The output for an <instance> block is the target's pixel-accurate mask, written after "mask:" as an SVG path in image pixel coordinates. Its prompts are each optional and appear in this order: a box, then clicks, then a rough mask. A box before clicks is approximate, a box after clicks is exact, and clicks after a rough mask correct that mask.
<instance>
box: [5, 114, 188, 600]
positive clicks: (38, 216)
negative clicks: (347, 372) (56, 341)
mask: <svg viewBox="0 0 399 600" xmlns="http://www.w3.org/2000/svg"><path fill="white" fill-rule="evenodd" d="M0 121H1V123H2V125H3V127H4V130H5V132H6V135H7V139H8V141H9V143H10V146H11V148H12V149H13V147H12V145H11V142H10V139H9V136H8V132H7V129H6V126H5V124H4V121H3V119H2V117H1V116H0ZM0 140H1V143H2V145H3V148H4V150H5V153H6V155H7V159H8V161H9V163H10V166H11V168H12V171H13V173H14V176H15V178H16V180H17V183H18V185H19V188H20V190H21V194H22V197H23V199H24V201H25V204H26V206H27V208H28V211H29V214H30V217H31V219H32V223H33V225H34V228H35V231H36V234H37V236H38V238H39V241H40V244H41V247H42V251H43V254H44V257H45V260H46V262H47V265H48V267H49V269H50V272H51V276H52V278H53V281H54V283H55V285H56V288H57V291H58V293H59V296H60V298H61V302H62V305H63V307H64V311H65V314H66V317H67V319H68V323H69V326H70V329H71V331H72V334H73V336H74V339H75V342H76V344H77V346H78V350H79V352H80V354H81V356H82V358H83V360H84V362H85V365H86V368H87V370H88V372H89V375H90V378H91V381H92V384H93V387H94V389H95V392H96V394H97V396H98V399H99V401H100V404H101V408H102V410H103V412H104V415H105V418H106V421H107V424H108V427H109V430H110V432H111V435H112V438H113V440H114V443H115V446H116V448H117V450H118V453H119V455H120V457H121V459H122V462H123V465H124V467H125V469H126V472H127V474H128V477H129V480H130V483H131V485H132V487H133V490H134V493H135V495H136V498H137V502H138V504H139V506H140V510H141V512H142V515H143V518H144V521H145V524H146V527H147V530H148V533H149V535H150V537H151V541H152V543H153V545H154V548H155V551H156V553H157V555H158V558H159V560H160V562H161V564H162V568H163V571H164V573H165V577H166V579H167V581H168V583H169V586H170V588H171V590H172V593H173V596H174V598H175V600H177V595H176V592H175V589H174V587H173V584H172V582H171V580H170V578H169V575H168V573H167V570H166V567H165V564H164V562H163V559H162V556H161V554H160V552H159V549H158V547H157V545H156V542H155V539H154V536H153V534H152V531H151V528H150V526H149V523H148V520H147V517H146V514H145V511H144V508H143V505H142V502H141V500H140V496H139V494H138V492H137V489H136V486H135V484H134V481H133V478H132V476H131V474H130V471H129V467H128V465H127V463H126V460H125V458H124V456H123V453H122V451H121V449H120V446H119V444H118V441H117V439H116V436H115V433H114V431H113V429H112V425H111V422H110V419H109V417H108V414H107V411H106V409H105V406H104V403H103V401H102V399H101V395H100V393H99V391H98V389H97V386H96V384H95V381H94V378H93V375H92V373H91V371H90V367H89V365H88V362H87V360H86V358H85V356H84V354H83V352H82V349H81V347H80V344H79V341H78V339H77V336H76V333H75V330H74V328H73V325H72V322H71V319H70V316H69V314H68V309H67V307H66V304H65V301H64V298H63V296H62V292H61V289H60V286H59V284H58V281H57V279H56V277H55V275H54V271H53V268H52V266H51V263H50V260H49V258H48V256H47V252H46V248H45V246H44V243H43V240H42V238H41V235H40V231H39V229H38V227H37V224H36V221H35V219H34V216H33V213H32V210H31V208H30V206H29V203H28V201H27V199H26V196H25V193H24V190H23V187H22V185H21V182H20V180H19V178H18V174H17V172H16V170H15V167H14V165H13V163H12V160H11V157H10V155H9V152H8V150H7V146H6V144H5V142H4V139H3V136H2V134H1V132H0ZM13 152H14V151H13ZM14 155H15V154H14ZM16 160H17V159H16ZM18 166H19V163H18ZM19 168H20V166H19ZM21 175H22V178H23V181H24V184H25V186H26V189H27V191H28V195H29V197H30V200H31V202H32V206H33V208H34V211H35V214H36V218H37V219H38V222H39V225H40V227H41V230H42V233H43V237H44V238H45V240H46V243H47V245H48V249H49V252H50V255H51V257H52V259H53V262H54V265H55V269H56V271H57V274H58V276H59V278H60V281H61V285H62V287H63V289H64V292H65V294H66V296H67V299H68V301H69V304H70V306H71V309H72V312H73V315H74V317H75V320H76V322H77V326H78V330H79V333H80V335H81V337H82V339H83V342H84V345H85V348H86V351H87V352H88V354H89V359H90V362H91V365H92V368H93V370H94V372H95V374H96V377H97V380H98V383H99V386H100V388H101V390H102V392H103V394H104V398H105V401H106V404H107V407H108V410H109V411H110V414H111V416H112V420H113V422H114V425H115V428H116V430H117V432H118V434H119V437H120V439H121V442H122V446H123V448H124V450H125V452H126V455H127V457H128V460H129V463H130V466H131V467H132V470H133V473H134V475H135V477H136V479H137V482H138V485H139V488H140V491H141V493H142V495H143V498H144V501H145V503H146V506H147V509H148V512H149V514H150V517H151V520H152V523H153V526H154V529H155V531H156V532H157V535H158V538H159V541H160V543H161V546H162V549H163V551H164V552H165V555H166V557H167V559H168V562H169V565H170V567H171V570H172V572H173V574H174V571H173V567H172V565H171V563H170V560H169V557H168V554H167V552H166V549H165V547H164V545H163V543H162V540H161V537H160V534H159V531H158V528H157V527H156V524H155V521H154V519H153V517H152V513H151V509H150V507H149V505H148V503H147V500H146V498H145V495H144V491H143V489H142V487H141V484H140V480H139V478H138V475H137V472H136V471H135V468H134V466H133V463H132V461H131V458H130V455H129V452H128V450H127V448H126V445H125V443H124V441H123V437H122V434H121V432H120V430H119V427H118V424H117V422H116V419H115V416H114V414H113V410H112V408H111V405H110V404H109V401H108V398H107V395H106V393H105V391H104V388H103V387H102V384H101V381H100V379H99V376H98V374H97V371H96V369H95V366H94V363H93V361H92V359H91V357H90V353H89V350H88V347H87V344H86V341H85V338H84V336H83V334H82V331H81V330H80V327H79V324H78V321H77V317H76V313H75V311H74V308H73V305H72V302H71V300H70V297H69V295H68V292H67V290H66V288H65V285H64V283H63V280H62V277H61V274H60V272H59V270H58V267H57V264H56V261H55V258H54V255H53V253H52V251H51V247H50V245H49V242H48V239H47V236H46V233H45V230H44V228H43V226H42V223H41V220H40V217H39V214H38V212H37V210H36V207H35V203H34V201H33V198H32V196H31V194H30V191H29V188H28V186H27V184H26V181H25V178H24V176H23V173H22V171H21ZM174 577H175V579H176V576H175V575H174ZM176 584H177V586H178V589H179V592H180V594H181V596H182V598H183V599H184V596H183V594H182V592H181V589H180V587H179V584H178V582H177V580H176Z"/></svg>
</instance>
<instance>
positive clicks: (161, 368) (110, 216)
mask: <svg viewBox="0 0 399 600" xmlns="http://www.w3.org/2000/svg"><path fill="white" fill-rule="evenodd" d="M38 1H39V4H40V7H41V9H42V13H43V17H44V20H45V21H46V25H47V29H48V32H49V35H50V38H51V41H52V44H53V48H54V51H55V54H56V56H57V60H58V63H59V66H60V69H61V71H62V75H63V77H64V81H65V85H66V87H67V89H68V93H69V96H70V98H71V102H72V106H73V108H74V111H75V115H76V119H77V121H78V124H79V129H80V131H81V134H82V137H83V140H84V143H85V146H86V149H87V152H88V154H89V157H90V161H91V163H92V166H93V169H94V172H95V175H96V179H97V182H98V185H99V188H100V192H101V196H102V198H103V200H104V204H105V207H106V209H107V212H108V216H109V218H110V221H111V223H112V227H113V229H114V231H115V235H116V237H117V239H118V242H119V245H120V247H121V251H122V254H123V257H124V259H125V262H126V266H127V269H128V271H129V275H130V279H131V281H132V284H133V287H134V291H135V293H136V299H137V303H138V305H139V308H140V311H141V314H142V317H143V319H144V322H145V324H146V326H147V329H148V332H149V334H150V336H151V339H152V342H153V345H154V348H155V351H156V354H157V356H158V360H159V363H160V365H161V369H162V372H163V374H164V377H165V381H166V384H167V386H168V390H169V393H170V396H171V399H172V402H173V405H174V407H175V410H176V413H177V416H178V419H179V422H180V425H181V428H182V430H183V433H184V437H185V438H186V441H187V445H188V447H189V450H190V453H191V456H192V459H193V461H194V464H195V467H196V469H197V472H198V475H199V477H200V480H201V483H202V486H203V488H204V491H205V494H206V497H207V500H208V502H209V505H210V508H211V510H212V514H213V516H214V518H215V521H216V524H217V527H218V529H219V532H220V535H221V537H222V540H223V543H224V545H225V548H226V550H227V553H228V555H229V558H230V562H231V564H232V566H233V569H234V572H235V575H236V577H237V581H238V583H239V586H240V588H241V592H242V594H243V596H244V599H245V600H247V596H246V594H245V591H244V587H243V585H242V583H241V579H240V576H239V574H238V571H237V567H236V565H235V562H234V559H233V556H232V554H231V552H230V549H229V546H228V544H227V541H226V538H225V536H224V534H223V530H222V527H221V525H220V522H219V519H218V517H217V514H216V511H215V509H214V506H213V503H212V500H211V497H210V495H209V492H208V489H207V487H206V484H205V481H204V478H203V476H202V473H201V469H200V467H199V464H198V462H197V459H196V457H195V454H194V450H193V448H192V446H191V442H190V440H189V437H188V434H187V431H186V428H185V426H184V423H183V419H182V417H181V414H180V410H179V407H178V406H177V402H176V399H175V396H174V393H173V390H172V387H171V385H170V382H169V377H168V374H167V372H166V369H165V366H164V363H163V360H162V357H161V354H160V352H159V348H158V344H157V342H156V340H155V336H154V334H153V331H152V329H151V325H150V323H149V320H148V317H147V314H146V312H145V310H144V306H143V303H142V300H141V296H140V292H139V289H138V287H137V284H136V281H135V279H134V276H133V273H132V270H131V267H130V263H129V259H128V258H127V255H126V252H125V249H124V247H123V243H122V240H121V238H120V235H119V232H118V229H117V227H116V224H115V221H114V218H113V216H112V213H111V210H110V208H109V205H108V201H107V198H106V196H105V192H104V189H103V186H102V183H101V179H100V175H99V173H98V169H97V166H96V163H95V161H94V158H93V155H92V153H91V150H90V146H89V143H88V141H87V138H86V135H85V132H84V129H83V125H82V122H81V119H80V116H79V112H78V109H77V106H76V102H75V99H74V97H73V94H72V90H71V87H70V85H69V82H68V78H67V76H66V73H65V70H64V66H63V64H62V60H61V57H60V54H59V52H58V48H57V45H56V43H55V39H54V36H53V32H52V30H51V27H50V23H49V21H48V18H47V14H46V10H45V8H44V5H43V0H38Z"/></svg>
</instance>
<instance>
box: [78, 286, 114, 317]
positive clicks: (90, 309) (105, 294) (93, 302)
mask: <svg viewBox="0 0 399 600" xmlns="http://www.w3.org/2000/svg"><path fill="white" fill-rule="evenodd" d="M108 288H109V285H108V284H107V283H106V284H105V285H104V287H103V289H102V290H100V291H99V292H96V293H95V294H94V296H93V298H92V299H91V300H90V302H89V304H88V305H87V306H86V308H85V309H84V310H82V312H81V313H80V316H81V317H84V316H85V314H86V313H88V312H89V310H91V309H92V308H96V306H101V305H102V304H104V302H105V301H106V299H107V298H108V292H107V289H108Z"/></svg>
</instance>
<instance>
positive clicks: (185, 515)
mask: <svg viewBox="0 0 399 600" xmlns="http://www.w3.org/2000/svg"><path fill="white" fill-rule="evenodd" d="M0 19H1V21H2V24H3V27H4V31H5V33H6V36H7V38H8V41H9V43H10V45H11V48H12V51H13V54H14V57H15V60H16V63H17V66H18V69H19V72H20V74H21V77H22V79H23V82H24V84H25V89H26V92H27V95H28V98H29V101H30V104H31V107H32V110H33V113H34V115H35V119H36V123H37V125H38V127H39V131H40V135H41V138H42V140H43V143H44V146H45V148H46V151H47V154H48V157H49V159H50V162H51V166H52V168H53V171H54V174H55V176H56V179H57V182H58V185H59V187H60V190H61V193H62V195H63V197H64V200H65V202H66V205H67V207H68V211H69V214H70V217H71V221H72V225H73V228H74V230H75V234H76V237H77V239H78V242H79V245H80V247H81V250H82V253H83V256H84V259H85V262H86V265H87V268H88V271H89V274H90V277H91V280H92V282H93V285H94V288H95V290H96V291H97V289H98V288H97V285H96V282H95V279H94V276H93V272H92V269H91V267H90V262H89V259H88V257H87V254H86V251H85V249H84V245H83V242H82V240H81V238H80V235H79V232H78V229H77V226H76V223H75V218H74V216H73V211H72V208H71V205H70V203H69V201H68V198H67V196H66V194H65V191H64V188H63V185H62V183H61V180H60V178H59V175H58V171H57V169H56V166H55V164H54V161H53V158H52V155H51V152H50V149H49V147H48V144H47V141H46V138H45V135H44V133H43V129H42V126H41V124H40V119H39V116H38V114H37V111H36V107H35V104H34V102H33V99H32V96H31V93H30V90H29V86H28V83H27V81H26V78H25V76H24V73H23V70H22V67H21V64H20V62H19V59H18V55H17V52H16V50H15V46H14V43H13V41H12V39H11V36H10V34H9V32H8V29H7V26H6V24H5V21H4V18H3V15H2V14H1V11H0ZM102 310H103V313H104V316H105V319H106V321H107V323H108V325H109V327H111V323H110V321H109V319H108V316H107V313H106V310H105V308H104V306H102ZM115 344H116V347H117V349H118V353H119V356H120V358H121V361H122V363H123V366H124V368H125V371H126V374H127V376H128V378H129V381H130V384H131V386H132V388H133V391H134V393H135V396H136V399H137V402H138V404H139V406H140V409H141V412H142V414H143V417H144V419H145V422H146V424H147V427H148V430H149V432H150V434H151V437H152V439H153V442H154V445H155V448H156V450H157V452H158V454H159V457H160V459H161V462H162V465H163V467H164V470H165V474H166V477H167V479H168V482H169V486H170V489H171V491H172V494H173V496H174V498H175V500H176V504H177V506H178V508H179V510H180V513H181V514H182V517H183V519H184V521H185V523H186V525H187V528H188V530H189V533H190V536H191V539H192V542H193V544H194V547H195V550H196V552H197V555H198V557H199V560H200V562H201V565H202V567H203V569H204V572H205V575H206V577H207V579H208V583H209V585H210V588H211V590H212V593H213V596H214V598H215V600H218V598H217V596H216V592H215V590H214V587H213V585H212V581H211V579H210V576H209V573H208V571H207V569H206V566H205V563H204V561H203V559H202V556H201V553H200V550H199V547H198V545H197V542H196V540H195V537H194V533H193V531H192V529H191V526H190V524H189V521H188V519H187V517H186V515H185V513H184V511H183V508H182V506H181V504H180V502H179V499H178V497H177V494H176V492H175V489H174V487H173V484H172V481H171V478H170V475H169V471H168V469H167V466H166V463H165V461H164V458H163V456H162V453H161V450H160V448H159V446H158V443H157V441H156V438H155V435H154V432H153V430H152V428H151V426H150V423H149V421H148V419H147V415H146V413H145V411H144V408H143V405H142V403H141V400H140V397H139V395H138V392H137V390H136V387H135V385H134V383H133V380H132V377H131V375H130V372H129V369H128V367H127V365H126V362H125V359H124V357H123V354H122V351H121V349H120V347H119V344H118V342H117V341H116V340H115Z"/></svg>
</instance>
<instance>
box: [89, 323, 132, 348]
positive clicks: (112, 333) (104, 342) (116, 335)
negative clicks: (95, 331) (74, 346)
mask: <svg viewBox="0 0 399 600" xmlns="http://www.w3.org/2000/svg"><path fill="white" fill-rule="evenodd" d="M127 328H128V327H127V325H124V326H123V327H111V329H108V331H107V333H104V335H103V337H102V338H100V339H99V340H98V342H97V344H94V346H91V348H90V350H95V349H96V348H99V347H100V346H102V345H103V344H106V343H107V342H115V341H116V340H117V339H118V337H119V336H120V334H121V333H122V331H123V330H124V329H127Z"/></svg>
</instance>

•••

> _EXERCISE AIM_
Could you write out, word for word, the lines from the start of the entries up to and including the line with "negative clicks: (347, 372) (56, 341)"?

> _SOLVED EXERCISE_
The output for an <instance> block is the target's pixel-accurate mask, written after "mask:" as an SVG path in image pixel coordinates. Its prompts are each optional and appear in this order: a box, then clicks, then a rough mask. A box before clicks is approximate, a box after clicks is exact, and clicks after a rough mask correct that mask.
<instance>
box: [5, 114, 188, 600]
positive clicks: (38, 216)
negative clicks: (347, 372) (56, 341)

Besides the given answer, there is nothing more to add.